#### Directions:
Could you rewrite all of the material below, putting "a single marker for each instance" wherever "one marker per instance" occurs and leaving everything else unchanged?

-- START Data extract --

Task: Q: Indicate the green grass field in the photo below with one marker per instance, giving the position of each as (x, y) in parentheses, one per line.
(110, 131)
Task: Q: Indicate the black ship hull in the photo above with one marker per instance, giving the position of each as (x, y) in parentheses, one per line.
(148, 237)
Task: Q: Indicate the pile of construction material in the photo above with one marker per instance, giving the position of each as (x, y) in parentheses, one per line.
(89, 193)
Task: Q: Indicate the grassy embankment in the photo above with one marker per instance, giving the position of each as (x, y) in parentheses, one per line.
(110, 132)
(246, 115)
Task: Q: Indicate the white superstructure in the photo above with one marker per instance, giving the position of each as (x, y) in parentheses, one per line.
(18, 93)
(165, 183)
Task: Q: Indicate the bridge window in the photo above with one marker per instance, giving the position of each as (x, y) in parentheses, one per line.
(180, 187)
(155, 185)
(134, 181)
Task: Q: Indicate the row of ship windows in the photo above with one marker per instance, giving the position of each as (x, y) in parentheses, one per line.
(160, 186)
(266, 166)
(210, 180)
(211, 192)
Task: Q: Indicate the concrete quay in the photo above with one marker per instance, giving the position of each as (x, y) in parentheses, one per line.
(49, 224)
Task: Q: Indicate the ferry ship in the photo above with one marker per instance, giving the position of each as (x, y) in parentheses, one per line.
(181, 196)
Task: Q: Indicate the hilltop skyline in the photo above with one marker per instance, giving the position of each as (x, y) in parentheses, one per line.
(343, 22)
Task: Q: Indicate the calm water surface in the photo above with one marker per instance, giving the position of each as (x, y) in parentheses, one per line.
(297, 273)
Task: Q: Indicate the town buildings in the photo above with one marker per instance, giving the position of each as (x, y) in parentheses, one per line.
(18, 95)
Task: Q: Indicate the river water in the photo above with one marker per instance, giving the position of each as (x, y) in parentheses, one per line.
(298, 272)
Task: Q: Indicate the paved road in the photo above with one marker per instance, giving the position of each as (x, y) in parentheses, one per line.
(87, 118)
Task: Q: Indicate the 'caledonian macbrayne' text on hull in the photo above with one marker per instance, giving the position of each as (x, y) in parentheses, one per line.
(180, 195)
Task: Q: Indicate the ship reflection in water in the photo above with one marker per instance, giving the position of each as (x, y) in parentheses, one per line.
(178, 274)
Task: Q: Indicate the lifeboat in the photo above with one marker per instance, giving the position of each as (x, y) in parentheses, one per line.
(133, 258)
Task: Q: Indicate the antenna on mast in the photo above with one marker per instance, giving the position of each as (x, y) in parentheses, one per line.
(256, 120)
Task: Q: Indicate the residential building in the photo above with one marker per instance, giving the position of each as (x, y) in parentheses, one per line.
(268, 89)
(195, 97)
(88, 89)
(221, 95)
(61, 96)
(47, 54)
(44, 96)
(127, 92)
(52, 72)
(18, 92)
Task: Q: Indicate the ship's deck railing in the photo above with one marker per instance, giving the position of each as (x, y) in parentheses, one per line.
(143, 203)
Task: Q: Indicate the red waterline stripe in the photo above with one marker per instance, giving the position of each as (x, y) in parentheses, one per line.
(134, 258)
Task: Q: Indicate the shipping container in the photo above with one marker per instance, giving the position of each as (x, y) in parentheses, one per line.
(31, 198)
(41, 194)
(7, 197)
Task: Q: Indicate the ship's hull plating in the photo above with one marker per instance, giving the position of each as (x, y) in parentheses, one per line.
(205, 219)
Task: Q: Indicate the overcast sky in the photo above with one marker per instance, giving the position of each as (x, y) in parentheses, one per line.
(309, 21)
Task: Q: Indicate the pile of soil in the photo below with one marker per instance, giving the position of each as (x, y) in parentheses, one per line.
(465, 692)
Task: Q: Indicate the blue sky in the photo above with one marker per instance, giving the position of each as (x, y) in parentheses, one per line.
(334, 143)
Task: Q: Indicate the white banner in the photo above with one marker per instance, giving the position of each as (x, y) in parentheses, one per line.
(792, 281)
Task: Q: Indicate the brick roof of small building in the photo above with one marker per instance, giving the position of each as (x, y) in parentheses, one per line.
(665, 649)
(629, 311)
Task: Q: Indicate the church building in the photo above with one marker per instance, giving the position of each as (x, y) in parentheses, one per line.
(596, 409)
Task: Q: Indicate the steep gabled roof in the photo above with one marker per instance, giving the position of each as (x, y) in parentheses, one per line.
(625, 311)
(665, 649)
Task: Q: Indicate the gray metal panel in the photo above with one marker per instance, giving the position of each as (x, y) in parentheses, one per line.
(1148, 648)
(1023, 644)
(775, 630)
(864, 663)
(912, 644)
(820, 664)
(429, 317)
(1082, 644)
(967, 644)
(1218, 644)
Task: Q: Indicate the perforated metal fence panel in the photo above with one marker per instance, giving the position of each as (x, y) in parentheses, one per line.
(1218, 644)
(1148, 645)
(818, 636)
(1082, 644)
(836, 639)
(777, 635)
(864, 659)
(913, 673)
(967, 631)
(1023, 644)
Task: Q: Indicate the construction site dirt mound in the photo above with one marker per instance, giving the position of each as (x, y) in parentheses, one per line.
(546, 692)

-- END Data extract --

#### Solution to this exercise:
Task: Q: Indicate the green grass field in the photo below with a single marker for each instance, giving the position of each as (x, y) in parentheses, one per line.
(110, 131)
Task: Q: Indicate the black ship hull in the photo above with a single marker for each instance, giving the position of each as (x, y) in parentheses, one per line.
(148, 237)
Task: Q: Indicate the pile of construction material in the photo above with a single marker for each instance, giving the position of each as (x, y) in parentheses, one per line.
(89, 193)
Task: Q: Indicate the grassy embankment in the photo above with a single marker for each instance, giving the position of each as (x, y) in parentheses, one per line.
(110, 132)
(246, 115)
Task: Q: Indicate the white superstructure in the photo above with a single marker for each instance, giving the position of each as (x, y) in parentheses, one per line.
(18, 93)
(165, 183)
Task: Q: Indicate the bridge window in the photo above with a single marker for each instance, giving the position of each as (x, y) in parentheses, one per line.
(180, 187)
(155, 185)
(134, 181)
Task: Q: Indicate the row of ship windows in the photo above with a single marker for each instance, giving the position of each as (x, y) in parentheses, one per line.
(160, 186)
(266, 166)
(210, 180)
(211, 192)
Task: Q: Indicate the concrete quay in the photo above with a single marker for each instance, giving the position of each as (x, y) in parentheses, one per line.
(49, 224)
Task: Q: Indicate the ferry ship in the photo above with a single marker for each instance, giving the position of each as (x, y) in parentheses, one per line.
(181, 196)
Task: Q: Indicate the hilltop skyline in the photo above with a single marker for each instance, giving the position of each as (x, y) in parentheses, one per line.
(343, 22)
Task: Q: Indicate the calm water surface in the photo above with a single marker for each instance, giving the position of each as (x, y) in parentheses, one per line.
(297, 273)
Task: Q: Indicate the town buildings in the photo above with a single marker for each instance, giving the position of each as (x, y) in parentheses, one per line.
(18, 95)
Task: Q: Indicate the river water in the photo above with a single marker for each instance, giving the position of each as (x, y) in parentheses, one per line.
(298, 272)
Task: Q: Indicate the paved road in the photo above with a single marker for each instance, giving the position of each as (x, y) in parentheses, one per line.
(87, 118)
Task: Q: Indicate the 'caledonian macbrayne' text on hull in the photo above with a single marker for each instance, giving the position of each as (x, y) in parentheses, one per line.
(180, 195)
Task: Q: Indicate the ship reflection in water in the photo above with a single marker for each instance, giving the position of each as (x, y) in parentheses, one per line.
(178, 274)
Task: Q: Indicate the lifeboat in the photo above with a single marker for each instance, giving the position of each as (x, y) in parentheses, one per line.
(133, 258)
Task: Q: Indicate the antenna on mast in the photo above with a single marker for each instance, giving the position of each as (x, y) in parentheses, one per line.
(256, 120)
Task: Q: Indicate the residential building in the photo above with a single marker for each instance, giving the position of each as (x, y) in parentheses, one per line.
(268, 89)
(195, 97)
(88, 89)
(221, 95)
(61, 96)
(47, 54)
(44, 96)
(127, 92)
(52, 72)
(18, 92)
Task: Q: Indicate the ship's deck railing in the photo above with a single marker for each instance, giving the position of each as (x, y) in parentheses, one per line.
(143, 203)
Task: Q: Indicate the red waterline stripe in the photo above with a single marker for each instance, giving the position of each as (x, y) in parentheses, one per line.
(134, 258)
Task: Q: Indicate the shipping container in the photo above with a single marker for each instance, giving the position of each as (x, y) in parentheses, one per line.
(31, 198)
(41, 194)
(7, 197)
Task: Q: Indicate the ship's hull plating in the photo above with a single marker for each instance, giving the position of each as (x, y) in parentheses, one per line.
(205, 219)
Task: Q: Indicate the overcast sky in the photo above with a single marker for each instance, giving the position of each as (x, y) in parentheses, one per line.
(309, 21)
Task: Q: Indicate the pile of soil in the photo below with a single marker for each instance, giving the position of each as (x, y) in parentheses, one per line.
(465, 692)
Task: Q: Indicate the blue sky in the photo above with a single marker for each instance, giving the position of each as (x, y) in parentheses, one per line.
(334, 143)
Task: Q: Indicate the white banner in the photo above with a single marker for each instance, giving the position of each as (x, y) in parentheses, one per line.
(792, 281)
Task: Q: Indicate the brick roof of small building in the photo above with a single marker for each instance, giving the position of each as (x, y) in parentheses, one per line.
(665, 649)
(629, 311)
Task: Q: Indicate the church building in the photo above with a single marker for each instance, giving the position of each as (x, y) in parentheses, one per line.
(596, 409)
Task: Q: Indicate the steep gabled roof in the photo above with a single marker for each instance, giving the position of each as (x, y) in parentheses, one per line.
(625, 311)
(665, 649)
Task: Q: Indicate the gray metal panel in the photo above with a single marker for each instance, giving the position of each as (x, y) in parentheses, one per line.
(1148, 648)
(1023, 644)
(775, 630)
(864, 663)
(912, 644)
(820, 664)
(429, 317)
(1082, 644)
(967, 644)
(1218, 644)
Task: Q: Indicate the perforated metal fence panel in the photo above with a single marker for each instance, giving the position of each as (x, y) in parentheses, one per line.
(1218, 644)
(1148, 645)
(818, 636)
(1082, 644)
(836, 639)
(777, 635)
(864, 659)
(913, 673)
(967, 631)
(1023, 644)
Task: Q: Indicate the construction site dirt mound in the photo above with a single marker for each instance, giving the position of each as (x, y) in parentheses, one per line.
(546, 692)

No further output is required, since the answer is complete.